*RECORD EXTRACTS*:
^^^^

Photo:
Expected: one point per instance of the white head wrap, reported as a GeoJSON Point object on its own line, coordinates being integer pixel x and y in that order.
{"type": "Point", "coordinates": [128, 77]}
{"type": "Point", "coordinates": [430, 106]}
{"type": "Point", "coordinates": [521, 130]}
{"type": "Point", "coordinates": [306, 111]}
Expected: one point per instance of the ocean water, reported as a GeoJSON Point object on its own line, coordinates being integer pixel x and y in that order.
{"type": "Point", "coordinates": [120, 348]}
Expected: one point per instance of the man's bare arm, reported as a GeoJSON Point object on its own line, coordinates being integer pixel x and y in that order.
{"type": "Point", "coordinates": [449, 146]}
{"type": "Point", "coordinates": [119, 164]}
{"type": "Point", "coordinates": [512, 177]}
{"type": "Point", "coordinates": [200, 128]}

^^^^

Copy all of the material above line for line, without changing anything.

*EXERCISE OUTPUT*:
Photo:
Expected: one point per instance of the white head wrap, reported as a GeoJSON Point object on its own line, coordinates being integer pixel x and y in that order.
{"type": "Point", "coordinates": [128, 77]}
{"type": "Point", "coordinates": [430, 106]}
{"type": "Point", "coordinates": [521, 130]}
{"type": "Point", "coordinates": [306, 111]}
Expected: one point per instance of the ocean water, reported as a GeoJSON Point object on its own line, coordinates being integer pixel x and y in that order.
{"type": "Point", "coordinates": [120, 348]}
Expected: one point per instance of the man's bare arm, reported as a GeoJSON Point object on its own line, coordinates being integer pixel x and y in that order.
{"type": "Point", "coordinates": [449, 146]}
{"type": "Point", "coordinates": [119, 164]}
{"type": "Point", "coordinates": [512, 177]}
{"type": "Point", "coordinates": [200, 128]}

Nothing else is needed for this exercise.